-- Start --

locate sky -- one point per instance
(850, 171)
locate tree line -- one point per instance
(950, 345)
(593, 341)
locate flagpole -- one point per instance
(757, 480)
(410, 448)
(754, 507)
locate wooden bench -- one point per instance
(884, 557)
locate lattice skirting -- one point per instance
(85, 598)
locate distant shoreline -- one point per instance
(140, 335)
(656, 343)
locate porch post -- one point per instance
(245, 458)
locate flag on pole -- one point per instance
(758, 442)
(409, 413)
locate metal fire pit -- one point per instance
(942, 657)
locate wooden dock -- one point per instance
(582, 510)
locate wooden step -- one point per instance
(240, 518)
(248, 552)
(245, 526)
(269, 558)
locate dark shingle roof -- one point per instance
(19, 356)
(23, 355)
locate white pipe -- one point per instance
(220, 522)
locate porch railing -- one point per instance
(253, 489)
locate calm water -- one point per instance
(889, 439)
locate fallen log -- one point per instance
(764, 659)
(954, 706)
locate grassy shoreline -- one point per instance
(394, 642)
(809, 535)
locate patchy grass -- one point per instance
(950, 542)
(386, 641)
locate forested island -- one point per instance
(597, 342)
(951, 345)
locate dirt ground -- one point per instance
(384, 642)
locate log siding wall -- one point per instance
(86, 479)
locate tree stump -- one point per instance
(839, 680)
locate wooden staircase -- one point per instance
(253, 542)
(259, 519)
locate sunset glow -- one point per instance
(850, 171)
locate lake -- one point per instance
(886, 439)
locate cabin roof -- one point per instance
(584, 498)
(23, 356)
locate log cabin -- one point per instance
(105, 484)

-- End --
-- Start --

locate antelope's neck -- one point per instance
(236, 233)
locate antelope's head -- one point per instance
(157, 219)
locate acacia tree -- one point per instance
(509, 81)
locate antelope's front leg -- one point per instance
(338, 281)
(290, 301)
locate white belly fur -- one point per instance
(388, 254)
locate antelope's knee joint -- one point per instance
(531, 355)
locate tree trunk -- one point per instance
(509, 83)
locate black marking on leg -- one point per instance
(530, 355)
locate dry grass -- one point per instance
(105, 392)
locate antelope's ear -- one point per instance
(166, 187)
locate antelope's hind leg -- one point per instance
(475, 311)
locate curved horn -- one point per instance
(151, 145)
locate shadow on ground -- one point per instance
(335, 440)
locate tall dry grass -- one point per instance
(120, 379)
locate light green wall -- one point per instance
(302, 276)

-- End --

**Prompt:** Count how many rows above contain the string "cabin", treating uppercase and lowercase as different. Reply with the number alone.

**Task answer:** 2